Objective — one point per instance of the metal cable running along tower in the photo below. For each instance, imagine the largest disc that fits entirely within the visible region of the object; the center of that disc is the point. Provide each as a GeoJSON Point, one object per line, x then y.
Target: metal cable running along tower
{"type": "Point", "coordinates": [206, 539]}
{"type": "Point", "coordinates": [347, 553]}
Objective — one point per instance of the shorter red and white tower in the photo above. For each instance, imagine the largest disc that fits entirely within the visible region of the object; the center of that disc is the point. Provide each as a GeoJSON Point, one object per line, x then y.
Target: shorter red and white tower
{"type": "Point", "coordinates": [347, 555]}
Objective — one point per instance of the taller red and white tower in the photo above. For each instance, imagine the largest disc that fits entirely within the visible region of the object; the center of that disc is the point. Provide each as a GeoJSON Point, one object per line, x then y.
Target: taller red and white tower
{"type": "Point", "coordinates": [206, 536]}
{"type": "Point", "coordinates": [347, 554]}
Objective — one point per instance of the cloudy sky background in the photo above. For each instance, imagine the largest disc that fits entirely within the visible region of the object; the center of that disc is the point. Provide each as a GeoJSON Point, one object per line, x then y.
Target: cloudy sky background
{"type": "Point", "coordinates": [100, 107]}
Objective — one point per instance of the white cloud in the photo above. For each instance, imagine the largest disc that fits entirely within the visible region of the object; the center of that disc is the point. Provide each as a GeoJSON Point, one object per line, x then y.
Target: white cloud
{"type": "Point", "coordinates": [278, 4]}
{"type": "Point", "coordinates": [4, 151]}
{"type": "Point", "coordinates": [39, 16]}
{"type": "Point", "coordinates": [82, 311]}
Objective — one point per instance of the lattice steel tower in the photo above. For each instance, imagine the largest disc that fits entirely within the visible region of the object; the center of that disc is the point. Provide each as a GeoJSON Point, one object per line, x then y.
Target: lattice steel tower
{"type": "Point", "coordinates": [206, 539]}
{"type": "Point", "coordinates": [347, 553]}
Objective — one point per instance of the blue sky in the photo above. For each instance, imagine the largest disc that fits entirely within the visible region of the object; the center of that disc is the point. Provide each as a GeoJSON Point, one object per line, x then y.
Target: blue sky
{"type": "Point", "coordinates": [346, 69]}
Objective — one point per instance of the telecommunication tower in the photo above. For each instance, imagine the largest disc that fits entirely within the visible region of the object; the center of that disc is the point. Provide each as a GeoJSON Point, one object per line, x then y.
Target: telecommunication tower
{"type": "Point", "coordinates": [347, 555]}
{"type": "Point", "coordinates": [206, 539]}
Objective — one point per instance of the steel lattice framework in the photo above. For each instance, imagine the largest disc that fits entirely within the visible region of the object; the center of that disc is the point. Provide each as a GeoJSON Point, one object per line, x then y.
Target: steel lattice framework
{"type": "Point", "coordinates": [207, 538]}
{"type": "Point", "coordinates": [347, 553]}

________

## WHAT THE EXERCISE ASKS
Copy every line of the data above verbatim, with nothing added, dropped, or changed.

## THE RESPONSE
Objective — one point per instance of the metal cable running along tower in the photo below. For each instance, imagine the largest disc that fits entirely within the visible region of the object; the center of that disc is the point. Provide each as a GeoJSON Point, one object per line, x then y.
Target: metal cable running along tower
{"type": "Point", "coordinates": [206, 539]}
{"type": "Point", "coordinates": [347, 553]}
Objective — one point per instance of the shorter red and white tower in the photo above. For each instance, imagine the largest disc that fits entirely within the visible region of the object; the center of that disc is the point. Provide each as a GeoJSON Point, one object per line, x then y.
Target: shorter red and white tower
{"type": "Point", "coordinates": [347, 555]}
Objective — one point per instance of the taller red and white tower in the photo above. For each instance, imagine the largest disc that fits entirely within the visible region of the object; the center of that disc is the point. Provide each as a GeoJSON Point, one object per line, x then y.
Target: taller red and white tower
{"type": "Point", "coordinates": [206, 536]}
{"type": "Point", "coordinates": [347, 554]}
Objective — one point per instance of the cloudy sky background in the photo above. For each instance, imagine the largest disc that fits entirely within the visible region of the object; the center of that disc is the point. Provide each as a GeoJSON Point, one object per line, x then y.
Target: cloudy sky background
{"type": "Point", "coordinates": [100, 107]}
Objective — one point per instance of the white cloud in the photo above. For each instance, imagine the largest disc that fits entirely within the visible region of the object; the center of that disc is the point. Provide each as a GeoJSON Point, one object per line, x then y.
Target: white cloud
{"type": "Point", "coordinates": [278, 4]}
{"type": "Point", "coordinates": [4, 151]}
{"type": "Point", "coordinates": [39, 16]}
{"type": "Point", "coordinates": [82, 311]}
Objective — one point per instance of the lattice steel tower in the photo above. For each instance, imagine the largest disc that fits entirely within the visible region of the object; the center of that disc is the point. Provide each as a GeoJSON Point, one object per line, x then y.
Target: lattice steel tower
{"type": "Point", "coordinates": [206, 539]}
{"type": "Point", "coordinates": [347, 553]}
Objective — one point per instance of the blue sky in the photo above. For each instance, imagine the largest disc that fits entirely within the visible region of the object; the center of that disc is the point. Provide each as a GeoJSON Point, one object per line, x then y.
Target: blue sky
{"type": "Point", "coordinates": [346, 69]}
Objective — one point per instance of the telecommunication tower in the photo above. For each instance, imagine the largest disc that fits entirely within the visible region of the object; the center of that disc is the point. Provide each as a GeoJSON Point, one object per line, x then y.
Target: telecommunication tower
{"type": "Point", "coordinates": [347, 555]}
{"type": "Point", "coordinates": [206, 539]}
Objective — one point per instance of the steel lattice framework in the photo above. For each instance, imagine the largest disc that fits entirely within the visible region of the object; the center of that disc is the point. Provide each as a GeoJSON Point, one object per line, x then y.
Target: steel lattice framework
{"type": "Point", "coordinates": [207, 538]}
{"type": "Point", "coordinates": [347, 553]}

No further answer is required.